Jawab pertanyaan berikut berdasarkan teks sumber tentang aksi polisi di Bima.
(a) Apa judul berita yang disaksikan penulis di salah satu stasiun TV?
(b) Apa yang diblokade oleh massa yang hendak dibubarkan aparat?
(c) Pada tanggal berapa peristiwa pembubaran massa itu terekam?

* _Teks Sumber_:
>>>

Monday, December 26, 2011

ESAIKU

Polisi Bukan Rambo atau Polisi Memang Rambo ??
Sepertinya anarkisme tidak akan pernah hilang di negeri yang katanya merdeka ini, perilaku nippon-nippon Belanda sepertinya masih ada  dan diwariskan hingga sekarang, pasalnya aku sangat kaget menyaksikan berita dengan judul “Polisi Bukan Rambo“ di salah satu stasiun TV di Indonesia. Yah..peristiwa itu terjadi di Bima Nusa Tenggara Barat, dalam rekaman video yang disiarkan terlihat para aparat keamanan yang mencoba membubarkan massa yang memblokade pelabuhan menggunakan aksi kekerasan (anarkisme) terlihat polisi membabi buta menembakkan senjata bahkan tetap melakukan kekerasan pada orang yang telah lemah tak berdaya, aksi itu terekam saat peristiwa pembubaran massa tanggal 24 Desember 2011.

<<<

(Data kutipan dari sebuah koleksi)

>>>

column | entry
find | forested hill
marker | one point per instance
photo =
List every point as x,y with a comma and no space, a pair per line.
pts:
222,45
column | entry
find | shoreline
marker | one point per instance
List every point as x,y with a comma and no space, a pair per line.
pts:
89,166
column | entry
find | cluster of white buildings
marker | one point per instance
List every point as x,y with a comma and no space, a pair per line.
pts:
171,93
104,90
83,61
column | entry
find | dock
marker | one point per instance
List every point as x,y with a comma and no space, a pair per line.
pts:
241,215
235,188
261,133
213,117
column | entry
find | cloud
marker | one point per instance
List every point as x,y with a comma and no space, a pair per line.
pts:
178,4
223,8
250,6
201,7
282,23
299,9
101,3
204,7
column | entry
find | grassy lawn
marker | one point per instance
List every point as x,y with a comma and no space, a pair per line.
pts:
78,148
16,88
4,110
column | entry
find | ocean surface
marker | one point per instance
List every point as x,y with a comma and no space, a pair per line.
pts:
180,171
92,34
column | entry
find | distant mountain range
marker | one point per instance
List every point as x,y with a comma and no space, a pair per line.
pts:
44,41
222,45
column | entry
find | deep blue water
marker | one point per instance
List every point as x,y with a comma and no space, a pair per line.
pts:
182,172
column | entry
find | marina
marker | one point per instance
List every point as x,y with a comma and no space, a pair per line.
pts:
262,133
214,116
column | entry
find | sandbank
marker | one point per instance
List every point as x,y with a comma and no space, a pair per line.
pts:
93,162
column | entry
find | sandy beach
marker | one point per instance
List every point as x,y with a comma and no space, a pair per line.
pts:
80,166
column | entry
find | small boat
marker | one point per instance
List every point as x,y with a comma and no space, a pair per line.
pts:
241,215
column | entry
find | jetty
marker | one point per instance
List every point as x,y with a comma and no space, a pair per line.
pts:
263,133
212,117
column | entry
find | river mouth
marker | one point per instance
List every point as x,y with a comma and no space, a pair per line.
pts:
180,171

<<<

* _Hasil Latihan_:
(a) "Polisi Bukan Rambo"
(b) Pelabuhan
(c) 24 Desember 2011